▶ _Selected passage_:
%%

Atlanta is no stranger to change. The symbol for the city is the Phoenix, the mythical bird that periodically regenerates itself through fire, as a way to represent the city’s rebirth after all but 400 buildings were burnt to the ground by General Sherman during the closing year of the Civil War. Atlanta was ground zero for the changes that came with the American civil rights movement being the birthplace of one of Dr. Martin Luther King. Now it is the face of the changing South: educated, diverse and cosmopolitan.
These changes have shaped the culture of the city in a identifiably unique way. But when it comes to the city itself, it has yet to be able to conjure an associable image in the general public mind. This might be about to change.
The Planning Commissioner for the City of Atlanta, Tim Keane, gave a speech last week at a ULI meeting in San Diego where he outlined his plans to integrate design into the fabric of the city. Keane came to Atlanta from Charleston, a city with a rich architectural history and a keen desire to keep it. Atlanta, he said, had a much different attitude historically.

%%

▶ _Exercise requirements_:
• 1. Answer from the Atlanta passage:
(a) What mythical bird serves as the symbol for the city?
(b) Which general burned the city during the closing year of the Civil War?
(c) In what city did Tim Keane give his speech at a ULI meeting?
• 2. Quote the Atlanta passage from "Atlanta is no" up to and including "diverse and cosmopolitan.".
• 3. Continue the Atlanta passage from its final sentence.
The listing below is separate material and has no connection to the Atlanta passage.

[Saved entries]
%%

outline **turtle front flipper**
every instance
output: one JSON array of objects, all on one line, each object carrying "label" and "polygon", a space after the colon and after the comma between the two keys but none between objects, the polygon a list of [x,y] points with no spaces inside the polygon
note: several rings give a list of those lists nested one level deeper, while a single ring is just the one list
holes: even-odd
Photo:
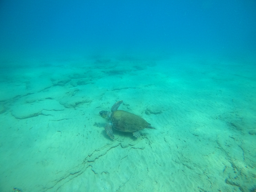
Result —
[{"label": "turtle front flipper", "polygon": [[112,108],[111,108],[111,111],[113,112],[114,111],[116,111],[122,103],[122,100],[118,101],[118,102],[116,102],[112,106]]},{"label": "turtle front flipper", "polygon": [[105,125],[105,130],[106,134],[108,135],[110,138],[113,140],[114,139],[114,136],[113,134],[113,130],[112,130],[112,124],[111,123],[107,123]]},{"label": "turtle front flipper", "polygon": [[136,138],[138,138],[141,137],[141,133],[140,133],[140,132],[139,132],[138,131],[133,132],[133,134],[134,135],[134,136]]}]

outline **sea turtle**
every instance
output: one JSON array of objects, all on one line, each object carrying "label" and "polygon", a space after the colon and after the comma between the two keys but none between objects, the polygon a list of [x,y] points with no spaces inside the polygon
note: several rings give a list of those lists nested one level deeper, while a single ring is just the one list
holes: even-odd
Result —
[{"label": "sea turtle", "polygon": [[110,138],[114,139],[112,127],[118,131],[132,133],[135,137],[140,136],[140,132],[138,131],[139,130],[145,128],[155,129],[140,117],[122,110],[118,110],[122,103],[122,101],[116,102],[112,106],[111,112],[107,111],[99,112],[101,117],[106,118],[111,121],[111,122],[106,123],[105,126],[106,134]]}]

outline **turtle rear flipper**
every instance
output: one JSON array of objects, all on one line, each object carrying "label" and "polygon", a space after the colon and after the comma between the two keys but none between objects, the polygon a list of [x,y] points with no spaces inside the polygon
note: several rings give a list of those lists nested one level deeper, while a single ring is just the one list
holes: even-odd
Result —
[{"label": "turtle rear flipper", "polygon": [[116,102],[112,106],[112,108],[111,108],[111,111],[113,112],[114,111],[116,111],[122,103],[122,100],[118,101],[118,102]]},{"label": "turtle rear flipper", "polygon": [[114,134],[113,134],[112,124],[110,123],[106,124],[106,125],[105,125],[105,130],[106,134],[108,135],[108,137],[114,140]]},{"label": "turtle rear flipper", "polygon": [[139,132],[138,131],[133,132],[133,134],[134,135],[134,136],[136,138],[138,138],[141,137],[141,133],[140,133],[140,132]]}]

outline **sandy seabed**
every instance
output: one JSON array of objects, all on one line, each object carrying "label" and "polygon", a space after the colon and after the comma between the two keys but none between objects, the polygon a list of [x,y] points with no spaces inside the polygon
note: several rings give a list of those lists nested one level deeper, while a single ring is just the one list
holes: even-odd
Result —
[{"label": "sandy seabed", "polygon": [[[256,69],[107,58],[6,69],[0,191],[255,192]],[[106,135],[119,109],[155,129]]]}]

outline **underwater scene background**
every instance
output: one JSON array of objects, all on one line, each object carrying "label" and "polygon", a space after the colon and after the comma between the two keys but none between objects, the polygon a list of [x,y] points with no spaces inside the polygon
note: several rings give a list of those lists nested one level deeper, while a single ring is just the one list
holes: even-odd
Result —
[{"label": "underwater scene background", "polygon": [[1,0],[0,191],[256,192],[255,10]]}]

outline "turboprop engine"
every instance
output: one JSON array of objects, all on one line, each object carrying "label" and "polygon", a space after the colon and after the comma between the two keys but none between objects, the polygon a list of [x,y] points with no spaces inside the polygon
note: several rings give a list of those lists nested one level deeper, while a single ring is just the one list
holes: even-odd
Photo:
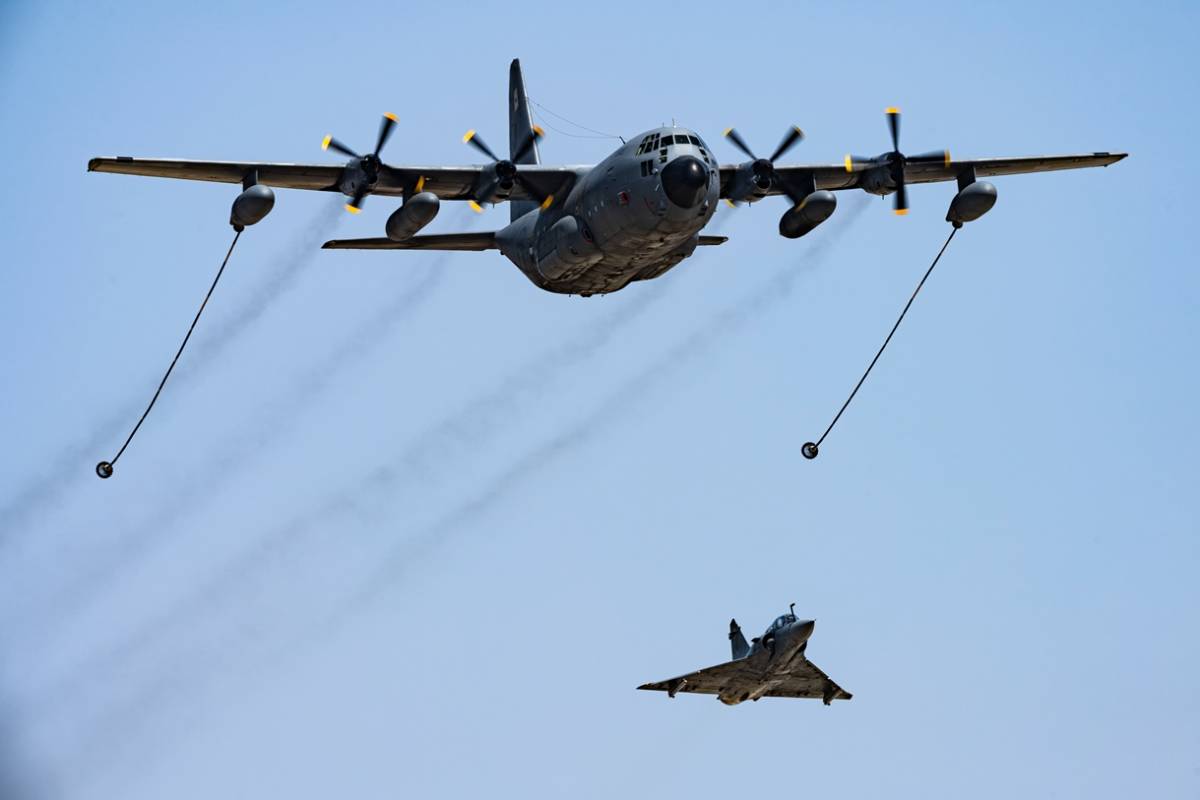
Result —
[{"label": "turboprop engine", "polygon": [[418,192],[404,200],[404,205],[392,211],[388,217],[385,230],[388,239],[406,241],[416,235],[425,225],[438,216],[440,201],[433,192]]}]

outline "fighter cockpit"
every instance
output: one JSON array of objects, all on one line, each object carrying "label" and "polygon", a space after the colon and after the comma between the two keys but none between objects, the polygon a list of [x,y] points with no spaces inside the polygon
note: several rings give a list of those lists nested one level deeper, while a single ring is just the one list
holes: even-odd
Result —
[{"label": "fighter cockpit", "polygon": [[794,621],[796,621],[796,614],[791,612],[788,612],[787,614],[781,614],[780,616],[775,618],[775,621],[770,624],[770,627],[767,628],[767,632],[770,633],[772,631],[778,631],[779,628],[786,627],[787,625],[791,625]]}]

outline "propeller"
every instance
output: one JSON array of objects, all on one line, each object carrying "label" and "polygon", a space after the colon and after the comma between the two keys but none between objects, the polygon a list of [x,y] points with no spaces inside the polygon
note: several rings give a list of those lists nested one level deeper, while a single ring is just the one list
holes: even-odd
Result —
[{"label": "propeller", "polygon": [[892,133],[892,152],[886,152],[876,158],[863,156],[846,156],[846,172],[857,173],[863,169],[884,167],[888,176],[895,185],[895,201],[893,207],[898,215],[908,213],[908,192],[905,188],[905,167],[907,164],[946,164],[950,163],[949,150],[937,150],[923,152],[917,156],[906,156],[900,152],[900,109],[892,107],[884,114],[888,118],[888,131]]},{"label": "propeller", "polygon": [[[492,160],[493,168],[496,169],[496,178],[499,179],[500,186],[505,190],[512,188],[512,184],[520,184],[521,188],[529,193],[529,197],[535,198],[542,209],[548,209],[554,203],[553,194],[542,194],[541,190],[534,186],[529,179],[521,174],[518,167],[522,158],[529,155],[533,146],[545,137],[546,133],[539,126],[534,125],[533,130],[526,136],[521,142],[520,146],[512,152],[511,158],[500,158],[496,152],[487,146],[482,137],[475,132],[474,128],[467,131],[463,137],[463,144],[469,144],[475,150]],[[470,207],[476,213],[482,213],[484,207],[479,204],[478,199],[470,200]]]},{"label": "propeller", "polygon": [[[804,199],[804,196],[787,182],[784,174],[775,170],[775,162],[779,161],[784,154],[794,148],[798,142],[804,139],[804,131],[794,125],[788,128],[787,133],[784,134],[782,140],[779,143],[779,146],[775,148],[775,152],[770,154],[769,158],[760,158],[754,155],[754,150],[750,149],[750,145],[745,143],[745,139],[743,139],[734,128],[726,128],[725,138],[732,142],[733,146],[750,158],[750,169],[754,173],[754,181],[758,188],[766,191],[770,188],[772,185],[776,185],[785,194],[787,194],[788,198],[791,198],[793,204]],[[737,205],[737,203],[732,200],[730,204]]]},{"label": "propeller", "polygon": [[335,139],[332,136],[326,136],[322,140],[320,143],[322,150],[332,150],[335,152],[342,154],[343,156],[349,156],[350,158],[356,160],[359,162],[359,168],[362,170],[362,176],[366,179],[354,191],[354,197],[350,199],[350,201],[346,204],[346,210],[349,211],[350,213],[358,213],[359,211],[362,210],[362,200],[366,198],[367,194],[371,193],[371,187],[376,185],[376,181],[379,180],[379,168],[383,166],[383,162],[379,161],[379,151],[383,150],[383,146],[385,144],[388,144],[388,139],[389,137],[391,137],[391,132],[392,128],[395,128],[395,126],[396,126],[396,115],[384,114],[383,122],[379,124],[379,138],[376,139],[374,152],[366,156],[360,156],[359,154],[354,152],[344,144]]}]

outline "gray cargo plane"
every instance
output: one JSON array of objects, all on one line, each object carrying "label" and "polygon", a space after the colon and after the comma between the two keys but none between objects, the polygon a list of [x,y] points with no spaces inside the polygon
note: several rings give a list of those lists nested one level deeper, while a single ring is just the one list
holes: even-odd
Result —
[{"label": "gray cargo plane", "polygon": [[[474,131],[463,142],[491,163],[473,167],[391,166],[379,152],[396,124],[384,115],[376,149],[360,155],[332,137],[323,146],[349,157],[341,166],[210,162],[157,158],[92,158],[88,169],[126,175],[241,184],[230,223],[241,229],[263,219],[275,205],[271,186],[342,192],[346,207],[358,212],[368,194],[401,197],[388,219],[386,236],[336,240],[335,249],[498,249],[535,285],[547,291],[589,296],[617,291],[634,281],[655,278],[692,254],[697,246],[720,245],[724,236],[701,231],[718,200],[755,203],[784,196],[788,207],[779,233],[804,236],[829,218],[833,192],[860,188],[894,194],[896,213],[908,210],[908,184],[958,181],[947,219],[955,225],[977,219],[996,201],[996,188],[979,180],[1080,167],[1106,167],[1126,154],[1033,156],[952,161],[948,151],[906,156],[900,152],[900,113],[887,109],[892,150],[874,158],[846,156],[844,163],[776,166],[800,139],[788,130],[767,158],[757,157],[732,128],[726,138],[746,155],[739,164],[719,164],[713,149],[695,131],[660,127],[623,142],[595,166],[540,163],[541,128],[533,124],[520,61],[509,71],[509,156],[500,158]],[[511,223],[488,233],[418,235],[438,213],[442,200],[462,200],[476,210],[508,201]]]},{"label": "gray cargo plane", "polygon": [[826,705],[848,700],[852,694],[804,656],[815,626],[814,620],[796,619],[796,603],[792,603],[762,636],[746,644],[738,621],[731,619],[732,661],[656,684],[643,684],[638,688],[666,692],[667,697],[678,692],[716,694],[726,705],[760,697],[820,697]]}]

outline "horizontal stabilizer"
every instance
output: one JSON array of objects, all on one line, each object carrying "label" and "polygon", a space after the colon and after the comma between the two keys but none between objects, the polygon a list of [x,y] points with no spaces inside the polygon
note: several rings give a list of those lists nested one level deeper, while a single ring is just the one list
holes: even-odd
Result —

%%

▶ _Answer list_:
• 1.
(a) The Phoenix
(b) General Sherman
(c) San Diego

• 2.
Atlanta is no stranger to change. The symbol for the city is the Phoenix, the mythical bird that periodically regenerates itself through fire, as a way to represent the city’s rebirth after all but 400 buildings were burnt to the ground by General Sherman during the closing year of the Civil War. Atlanta was ground zero for the changes that came with the American civil rights movement being the birthplace of one of Dr. Martin Luther King. Now it is the face of the changing South: educated, diverse and cosmopolitan.

• 3.
The city center hit its peak population in 1970 at 485,000 inhabitants. At the time the region was boasting that it had just hit one million residents in a local ad campaign. Today the Atlanta metro has over six million people and is one of the fastest growing in the country, but the downtown area still only houses 485,000. “We have done phenomenally well at sprawl, as well as anyone,” Keane said, drawing chuckles from the crowd of real estate professionals and policymakers over their plate breakfasts.
He outlined that the first important step in integrating a design plan for a city is understanding what it has to offer. “The DNA of Atlanta is a dense urban core with single family and tree canopy around it,” Keane explained. “We have more tree canopy than any other city in America. Once we understood our city physically we could accentuate it and not try to change it or try to emulate what other cities were trying to do.”
He knew that the changes he was proposing had to be appealing to the citizens in order for them to accept. “People see something that they don’t want to see, they think all development is bad,” Keane said. “There are cities where they have done all this planning to enable development but the first building that was built was so bad that people said, “stop now,” and they had to go back and eliminate all the work that went into the proposals.”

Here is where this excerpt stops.